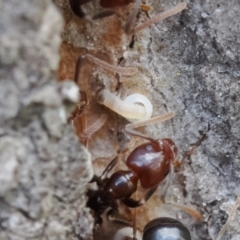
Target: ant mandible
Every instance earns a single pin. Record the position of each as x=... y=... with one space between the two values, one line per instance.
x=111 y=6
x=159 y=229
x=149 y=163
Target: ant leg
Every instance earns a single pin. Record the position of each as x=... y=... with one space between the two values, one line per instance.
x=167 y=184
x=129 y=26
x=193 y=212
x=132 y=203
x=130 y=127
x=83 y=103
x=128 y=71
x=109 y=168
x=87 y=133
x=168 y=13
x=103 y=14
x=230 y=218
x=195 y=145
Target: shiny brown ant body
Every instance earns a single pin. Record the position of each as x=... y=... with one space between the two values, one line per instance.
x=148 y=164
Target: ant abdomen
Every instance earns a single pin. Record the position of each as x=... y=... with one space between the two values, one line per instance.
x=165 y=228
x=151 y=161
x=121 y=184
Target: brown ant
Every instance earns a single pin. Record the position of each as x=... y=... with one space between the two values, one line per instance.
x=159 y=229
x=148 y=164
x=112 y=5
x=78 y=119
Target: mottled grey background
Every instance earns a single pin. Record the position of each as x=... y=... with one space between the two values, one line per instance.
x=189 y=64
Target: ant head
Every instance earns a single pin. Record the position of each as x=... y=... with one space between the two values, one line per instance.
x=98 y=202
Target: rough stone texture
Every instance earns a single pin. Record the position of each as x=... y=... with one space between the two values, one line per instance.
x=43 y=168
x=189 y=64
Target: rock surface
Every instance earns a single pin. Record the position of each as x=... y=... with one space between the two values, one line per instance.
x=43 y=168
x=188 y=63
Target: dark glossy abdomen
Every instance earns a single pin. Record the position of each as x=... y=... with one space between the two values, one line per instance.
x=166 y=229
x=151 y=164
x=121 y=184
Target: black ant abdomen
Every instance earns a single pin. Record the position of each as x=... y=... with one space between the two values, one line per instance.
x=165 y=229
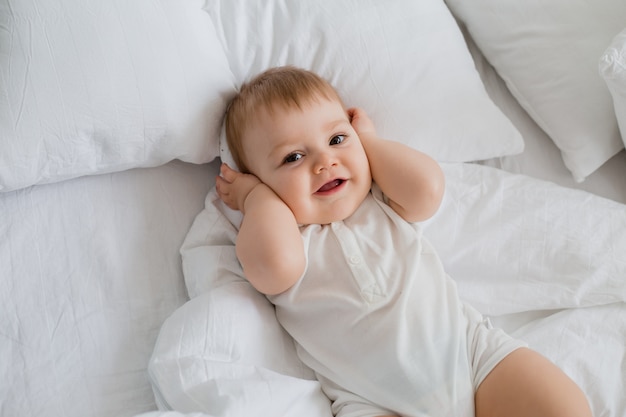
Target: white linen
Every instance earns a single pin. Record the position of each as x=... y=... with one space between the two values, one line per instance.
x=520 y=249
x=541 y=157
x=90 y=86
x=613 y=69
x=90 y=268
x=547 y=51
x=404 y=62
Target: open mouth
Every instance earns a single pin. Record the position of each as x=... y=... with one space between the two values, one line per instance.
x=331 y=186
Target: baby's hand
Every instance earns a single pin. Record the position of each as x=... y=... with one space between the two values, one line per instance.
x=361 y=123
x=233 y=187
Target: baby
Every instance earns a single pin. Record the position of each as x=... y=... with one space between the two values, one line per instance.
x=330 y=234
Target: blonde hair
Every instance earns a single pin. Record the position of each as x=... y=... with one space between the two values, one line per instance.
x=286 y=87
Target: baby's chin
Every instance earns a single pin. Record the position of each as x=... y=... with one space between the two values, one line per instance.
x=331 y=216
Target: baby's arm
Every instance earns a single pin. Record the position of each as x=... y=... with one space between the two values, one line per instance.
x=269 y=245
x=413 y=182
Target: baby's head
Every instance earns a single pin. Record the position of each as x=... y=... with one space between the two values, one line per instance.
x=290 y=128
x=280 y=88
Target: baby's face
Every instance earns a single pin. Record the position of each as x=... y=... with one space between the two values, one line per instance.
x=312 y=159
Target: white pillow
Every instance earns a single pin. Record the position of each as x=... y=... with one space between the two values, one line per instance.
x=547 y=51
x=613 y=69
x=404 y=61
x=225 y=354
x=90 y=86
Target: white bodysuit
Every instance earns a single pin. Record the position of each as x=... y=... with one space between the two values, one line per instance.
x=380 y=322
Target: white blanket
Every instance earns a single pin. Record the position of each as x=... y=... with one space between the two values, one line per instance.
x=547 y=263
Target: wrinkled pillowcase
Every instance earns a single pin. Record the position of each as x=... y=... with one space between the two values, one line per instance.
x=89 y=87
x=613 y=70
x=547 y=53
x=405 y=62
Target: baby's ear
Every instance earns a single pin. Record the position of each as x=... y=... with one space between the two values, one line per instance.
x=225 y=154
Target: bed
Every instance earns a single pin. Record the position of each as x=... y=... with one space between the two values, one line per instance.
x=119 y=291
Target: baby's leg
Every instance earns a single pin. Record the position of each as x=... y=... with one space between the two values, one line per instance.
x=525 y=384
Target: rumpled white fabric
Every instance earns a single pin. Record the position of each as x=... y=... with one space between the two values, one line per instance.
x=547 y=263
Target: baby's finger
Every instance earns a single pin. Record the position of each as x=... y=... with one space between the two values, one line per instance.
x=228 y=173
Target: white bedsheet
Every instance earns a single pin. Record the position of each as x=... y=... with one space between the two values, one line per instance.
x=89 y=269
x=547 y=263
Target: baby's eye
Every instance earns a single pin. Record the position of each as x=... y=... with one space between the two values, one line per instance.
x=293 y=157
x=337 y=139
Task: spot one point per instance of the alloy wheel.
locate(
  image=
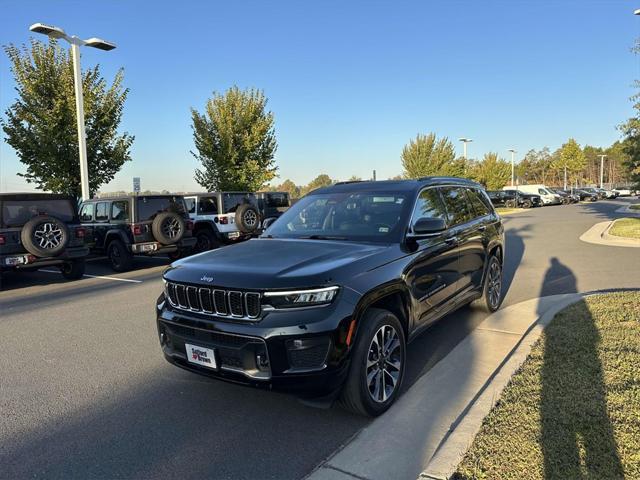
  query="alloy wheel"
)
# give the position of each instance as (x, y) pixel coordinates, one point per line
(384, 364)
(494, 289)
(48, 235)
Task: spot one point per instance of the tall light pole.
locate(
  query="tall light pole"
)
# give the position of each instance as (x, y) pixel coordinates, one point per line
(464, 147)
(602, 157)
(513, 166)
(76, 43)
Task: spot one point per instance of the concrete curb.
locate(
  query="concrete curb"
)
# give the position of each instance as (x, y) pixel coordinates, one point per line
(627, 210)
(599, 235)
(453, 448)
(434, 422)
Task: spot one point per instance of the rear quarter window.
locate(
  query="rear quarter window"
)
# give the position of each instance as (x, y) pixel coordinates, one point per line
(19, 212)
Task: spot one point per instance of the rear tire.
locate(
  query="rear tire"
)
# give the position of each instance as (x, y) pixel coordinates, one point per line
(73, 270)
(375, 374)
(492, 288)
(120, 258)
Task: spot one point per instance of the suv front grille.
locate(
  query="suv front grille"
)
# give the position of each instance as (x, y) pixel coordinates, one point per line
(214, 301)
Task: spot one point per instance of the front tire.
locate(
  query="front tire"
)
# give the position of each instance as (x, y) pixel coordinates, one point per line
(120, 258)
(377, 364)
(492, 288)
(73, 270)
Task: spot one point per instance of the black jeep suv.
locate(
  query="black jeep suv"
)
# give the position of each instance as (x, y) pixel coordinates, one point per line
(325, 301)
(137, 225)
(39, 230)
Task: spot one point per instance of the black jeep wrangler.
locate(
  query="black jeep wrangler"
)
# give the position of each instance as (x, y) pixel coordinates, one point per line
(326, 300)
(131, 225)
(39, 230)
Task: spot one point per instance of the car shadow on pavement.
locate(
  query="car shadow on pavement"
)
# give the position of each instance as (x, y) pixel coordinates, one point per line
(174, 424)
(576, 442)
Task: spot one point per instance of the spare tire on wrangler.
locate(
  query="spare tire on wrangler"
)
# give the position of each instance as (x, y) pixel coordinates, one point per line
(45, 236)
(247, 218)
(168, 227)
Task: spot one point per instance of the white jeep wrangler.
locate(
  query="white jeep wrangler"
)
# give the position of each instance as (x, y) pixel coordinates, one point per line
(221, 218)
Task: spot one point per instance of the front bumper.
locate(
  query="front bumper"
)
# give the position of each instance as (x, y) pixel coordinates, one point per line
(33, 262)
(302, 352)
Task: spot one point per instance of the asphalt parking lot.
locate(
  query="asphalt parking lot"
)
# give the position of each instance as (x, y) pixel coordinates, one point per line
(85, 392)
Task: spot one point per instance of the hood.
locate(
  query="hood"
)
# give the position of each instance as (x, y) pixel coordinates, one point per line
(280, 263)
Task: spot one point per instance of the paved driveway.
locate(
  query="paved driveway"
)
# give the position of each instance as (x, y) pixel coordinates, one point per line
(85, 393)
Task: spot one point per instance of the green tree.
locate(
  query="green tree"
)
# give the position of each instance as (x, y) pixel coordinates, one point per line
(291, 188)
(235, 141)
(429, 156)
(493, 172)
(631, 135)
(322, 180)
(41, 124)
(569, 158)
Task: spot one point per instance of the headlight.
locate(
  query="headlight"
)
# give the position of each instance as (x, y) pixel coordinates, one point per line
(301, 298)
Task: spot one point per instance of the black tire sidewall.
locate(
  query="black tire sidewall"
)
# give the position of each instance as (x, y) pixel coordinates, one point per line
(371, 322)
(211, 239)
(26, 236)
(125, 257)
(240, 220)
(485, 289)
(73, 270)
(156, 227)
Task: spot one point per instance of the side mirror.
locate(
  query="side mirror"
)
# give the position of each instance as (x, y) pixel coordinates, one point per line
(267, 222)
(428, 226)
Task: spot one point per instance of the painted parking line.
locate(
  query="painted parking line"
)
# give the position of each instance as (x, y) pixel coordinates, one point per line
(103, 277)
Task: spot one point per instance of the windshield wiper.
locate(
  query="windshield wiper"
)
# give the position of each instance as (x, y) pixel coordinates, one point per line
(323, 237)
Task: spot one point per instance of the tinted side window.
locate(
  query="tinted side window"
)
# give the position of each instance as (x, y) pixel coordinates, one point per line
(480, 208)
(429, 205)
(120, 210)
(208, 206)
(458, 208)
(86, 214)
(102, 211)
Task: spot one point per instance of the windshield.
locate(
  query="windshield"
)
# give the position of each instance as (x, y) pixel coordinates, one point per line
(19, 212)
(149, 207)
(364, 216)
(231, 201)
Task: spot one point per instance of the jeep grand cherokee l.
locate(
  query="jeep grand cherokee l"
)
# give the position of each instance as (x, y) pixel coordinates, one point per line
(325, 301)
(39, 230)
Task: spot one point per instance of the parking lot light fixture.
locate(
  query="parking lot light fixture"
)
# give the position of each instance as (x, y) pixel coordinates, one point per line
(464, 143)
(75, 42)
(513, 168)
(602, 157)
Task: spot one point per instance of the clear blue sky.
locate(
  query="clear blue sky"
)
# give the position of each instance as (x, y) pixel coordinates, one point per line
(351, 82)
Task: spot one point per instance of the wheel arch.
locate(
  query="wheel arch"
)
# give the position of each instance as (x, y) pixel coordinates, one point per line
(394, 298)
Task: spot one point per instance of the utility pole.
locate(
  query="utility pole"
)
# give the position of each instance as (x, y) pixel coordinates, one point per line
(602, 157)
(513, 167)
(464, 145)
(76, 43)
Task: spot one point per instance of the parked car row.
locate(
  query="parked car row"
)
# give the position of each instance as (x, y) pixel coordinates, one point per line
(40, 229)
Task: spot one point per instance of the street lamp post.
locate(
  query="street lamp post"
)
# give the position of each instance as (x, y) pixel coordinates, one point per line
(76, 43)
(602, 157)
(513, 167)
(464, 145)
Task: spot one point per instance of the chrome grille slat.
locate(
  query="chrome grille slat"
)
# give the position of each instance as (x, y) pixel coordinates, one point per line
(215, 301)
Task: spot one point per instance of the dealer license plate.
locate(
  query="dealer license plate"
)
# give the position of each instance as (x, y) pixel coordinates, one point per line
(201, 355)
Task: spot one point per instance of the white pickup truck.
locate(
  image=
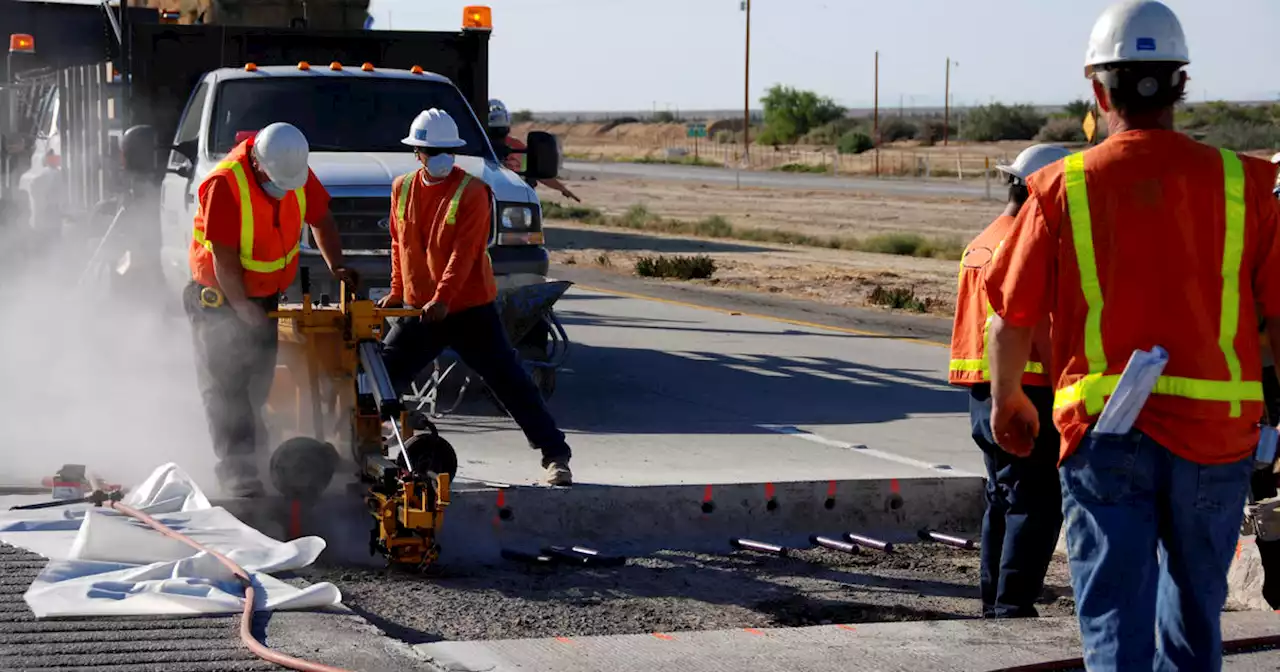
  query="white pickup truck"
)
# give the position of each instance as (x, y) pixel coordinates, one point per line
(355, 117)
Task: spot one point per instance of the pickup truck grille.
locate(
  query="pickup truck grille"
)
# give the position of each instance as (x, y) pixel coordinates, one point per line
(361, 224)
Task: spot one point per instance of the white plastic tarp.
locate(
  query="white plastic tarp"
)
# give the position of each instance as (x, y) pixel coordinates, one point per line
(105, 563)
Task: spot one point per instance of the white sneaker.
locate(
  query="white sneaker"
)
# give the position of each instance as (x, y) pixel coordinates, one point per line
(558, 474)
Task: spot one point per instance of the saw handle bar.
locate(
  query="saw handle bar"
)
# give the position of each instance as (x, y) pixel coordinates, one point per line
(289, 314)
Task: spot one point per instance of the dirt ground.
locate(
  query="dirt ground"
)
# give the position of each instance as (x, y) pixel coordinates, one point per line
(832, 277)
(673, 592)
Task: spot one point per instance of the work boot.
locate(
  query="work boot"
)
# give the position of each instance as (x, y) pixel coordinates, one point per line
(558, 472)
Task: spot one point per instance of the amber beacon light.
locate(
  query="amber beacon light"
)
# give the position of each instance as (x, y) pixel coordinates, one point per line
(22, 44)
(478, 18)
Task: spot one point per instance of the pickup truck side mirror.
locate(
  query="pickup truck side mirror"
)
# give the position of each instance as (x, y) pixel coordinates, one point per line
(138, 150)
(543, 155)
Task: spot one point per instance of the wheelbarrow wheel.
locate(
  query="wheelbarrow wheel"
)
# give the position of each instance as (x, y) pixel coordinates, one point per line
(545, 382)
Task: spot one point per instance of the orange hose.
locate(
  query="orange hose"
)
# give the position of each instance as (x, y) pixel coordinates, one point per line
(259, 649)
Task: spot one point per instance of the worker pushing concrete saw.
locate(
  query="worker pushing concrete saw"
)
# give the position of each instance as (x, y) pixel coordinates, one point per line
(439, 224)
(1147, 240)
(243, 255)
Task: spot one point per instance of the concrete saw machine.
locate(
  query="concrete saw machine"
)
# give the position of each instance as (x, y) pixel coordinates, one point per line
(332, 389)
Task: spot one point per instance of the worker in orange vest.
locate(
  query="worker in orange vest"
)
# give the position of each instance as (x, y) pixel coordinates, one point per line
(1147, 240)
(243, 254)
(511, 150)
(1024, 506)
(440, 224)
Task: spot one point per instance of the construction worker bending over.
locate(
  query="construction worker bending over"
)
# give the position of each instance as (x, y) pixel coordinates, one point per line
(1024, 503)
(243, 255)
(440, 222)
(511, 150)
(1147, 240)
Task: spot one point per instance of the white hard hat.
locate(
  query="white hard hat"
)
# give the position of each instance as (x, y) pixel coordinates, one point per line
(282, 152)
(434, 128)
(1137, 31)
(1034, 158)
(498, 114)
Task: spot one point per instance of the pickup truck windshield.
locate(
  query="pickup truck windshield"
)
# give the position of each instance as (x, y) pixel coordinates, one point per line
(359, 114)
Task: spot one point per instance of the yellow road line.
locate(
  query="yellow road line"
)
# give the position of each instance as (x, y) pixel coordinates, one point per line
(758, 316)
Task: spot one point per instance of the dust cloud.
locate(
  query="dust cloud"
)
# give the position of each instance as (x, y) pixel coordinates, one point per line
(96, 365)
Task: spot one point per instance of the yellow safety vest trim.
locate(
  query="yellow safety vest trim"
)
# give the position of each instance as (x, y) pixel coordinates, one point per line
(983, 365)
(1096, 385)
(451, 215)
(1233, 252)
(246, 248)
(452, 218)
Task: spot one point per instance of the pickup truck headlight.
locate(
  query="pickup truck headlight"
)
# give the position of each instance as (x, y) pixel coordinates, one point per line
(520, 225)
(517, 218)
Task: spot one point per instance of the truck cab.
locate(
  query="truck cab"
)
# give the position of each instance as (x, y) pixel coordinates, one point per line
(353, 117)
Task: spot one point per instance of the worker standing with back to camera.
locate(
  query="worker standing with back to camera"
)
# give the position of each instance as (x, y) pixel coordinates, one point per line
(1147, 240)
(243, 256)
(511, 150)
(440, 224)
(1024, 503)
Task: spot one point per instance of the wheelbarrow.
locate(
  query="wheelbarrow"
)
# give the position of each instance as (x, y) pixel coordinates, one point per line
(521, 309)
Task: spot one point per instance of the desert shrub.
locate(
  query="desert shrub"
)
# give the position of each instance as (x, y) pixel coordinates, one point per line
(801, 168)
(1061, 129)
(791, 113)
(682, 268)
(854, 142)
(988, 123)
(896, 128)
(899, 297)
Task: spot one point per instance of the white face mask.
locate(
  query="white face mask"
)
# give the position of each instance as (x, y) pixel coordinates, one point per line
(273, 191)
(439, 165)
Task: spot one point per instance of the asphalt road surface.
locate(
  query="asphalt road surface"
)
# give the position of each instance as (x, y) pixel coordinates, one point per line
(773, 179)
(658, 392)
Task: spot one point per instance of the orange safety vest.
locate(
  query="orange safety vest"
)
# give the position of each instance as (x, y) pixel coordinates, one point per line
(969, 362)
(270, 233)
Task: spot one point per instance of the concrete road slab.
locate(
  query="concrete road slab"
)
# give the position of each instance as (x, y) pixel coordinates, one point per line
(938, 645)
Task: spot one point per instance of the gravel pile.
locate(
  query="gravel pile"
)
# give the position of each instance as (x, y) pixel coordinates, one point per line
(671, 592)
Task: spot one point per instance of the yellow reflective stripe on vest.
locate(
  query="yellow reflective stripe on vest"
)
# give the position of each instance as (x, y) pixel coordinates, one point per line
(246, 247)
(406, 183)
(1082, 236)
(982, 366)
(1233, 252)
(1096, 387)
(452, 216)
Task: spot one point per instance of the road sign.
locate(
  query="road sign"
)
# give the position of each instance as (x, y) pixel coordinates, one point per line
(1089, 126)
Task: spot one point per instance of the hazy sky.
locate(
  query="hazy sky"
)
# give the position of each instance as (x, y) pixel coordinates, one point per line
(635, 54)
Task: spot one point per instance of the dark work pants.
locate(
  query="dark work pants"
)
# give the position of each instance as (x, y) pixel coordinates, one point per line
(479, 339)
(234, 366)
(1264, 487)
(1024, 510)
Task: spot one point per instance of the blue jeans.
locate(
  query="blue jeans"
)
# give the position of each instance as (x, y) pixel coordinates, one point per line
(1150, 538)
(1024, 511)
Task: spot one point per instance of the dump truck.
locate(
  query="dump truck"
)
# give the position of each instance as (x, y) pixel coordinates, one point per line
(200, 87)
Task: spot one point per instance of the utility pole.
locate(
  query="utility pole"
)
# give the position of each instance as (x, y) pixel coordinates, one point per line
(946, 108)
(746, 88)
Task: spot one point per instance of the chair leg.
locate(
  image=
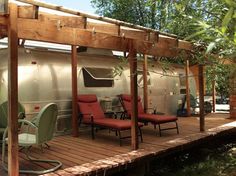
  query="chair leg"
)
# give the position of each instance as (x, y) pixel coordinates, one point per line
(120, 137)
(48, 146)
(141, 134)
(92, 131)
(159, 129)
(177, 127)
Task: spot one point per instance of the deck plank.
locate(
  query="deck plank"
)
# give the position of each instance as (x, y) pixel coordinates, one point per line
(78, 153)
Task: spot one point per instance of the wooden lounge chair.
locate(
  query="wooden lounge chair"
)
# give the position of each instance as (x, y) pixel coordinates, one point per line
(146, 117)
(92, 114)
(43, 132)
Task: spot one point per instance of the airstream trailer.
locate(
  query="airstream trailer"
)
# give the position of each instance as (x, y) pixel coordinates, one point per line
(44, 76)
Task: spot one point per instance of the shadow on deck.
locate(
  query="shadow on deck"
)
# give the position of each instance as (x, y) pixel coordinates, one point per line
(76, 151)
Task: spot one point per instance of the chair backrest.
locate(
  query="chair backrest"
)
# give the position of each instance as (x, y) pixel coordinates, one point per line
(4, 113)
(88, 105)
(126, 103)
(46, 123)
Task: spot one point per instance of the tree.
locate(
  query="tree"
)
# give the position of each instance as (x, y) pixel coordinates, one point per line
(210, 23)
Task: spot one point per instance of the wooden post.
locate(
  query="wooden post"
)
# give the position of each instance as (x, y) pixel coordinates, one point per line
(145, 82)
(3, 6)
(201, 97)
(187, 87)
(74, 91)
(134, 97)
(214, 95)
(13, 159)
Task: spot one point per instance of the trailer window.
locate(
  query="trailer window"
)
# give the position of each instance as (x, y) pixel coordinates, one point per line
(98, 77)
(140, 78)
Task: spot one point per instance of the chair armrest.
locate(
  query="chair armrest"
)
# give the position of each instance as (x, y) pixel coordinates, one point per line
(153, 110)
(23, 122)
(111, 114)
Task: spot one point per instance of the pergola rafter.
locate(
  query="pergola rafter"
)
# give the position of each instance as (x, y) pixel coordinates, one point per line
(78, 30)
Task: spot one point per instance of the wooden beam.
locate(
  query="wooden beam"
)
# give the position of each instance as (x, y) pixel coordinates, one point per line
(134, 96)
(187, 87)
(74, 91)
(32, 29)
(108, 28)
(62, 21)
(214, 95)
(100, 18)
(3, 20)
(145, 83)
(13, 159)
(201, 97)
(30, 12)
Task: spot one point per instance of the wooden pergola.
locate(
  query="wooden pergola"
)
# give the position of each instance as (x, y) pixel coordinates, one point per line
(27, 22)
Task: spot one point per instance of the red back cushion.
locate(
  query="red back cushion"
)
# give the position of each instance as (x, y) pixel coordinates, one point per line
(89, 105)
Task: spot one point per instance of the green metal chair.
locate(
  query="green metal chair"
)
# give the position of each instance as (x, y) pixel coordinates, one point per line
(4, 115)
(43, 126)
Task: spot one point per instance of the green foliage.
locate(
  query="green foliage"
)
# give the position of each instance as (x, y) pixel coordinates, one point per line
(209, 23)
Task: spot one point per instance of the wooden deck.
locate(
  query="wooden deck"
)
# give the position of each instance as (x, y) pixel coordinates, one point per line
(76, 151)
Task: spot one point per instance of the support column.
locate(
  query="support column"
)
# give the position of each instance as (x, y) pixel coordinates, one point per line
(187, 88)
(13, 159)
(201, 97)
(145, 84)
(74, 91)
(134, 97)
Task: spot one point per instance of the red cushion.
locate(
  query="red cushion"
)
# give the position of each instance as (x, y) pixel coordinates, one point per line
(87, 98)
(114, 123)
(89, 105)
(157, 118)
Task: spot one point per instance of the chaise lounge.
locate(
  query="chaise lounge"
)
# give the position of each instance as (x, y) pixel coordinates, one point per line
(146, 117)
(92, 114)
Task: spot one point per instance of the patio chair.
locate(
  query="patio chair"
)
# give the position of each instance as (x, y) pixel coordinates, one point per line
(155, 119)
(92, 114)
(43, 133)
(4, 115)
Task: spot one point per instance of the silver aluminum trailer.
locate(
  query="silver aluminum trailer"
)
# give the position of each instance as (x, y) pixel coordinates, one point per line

• [Work required] Scan the material above for the string "column", returning each line that contains it.

• [Exercise result]
Task: spot one point per instance of the support column.
  query="support column"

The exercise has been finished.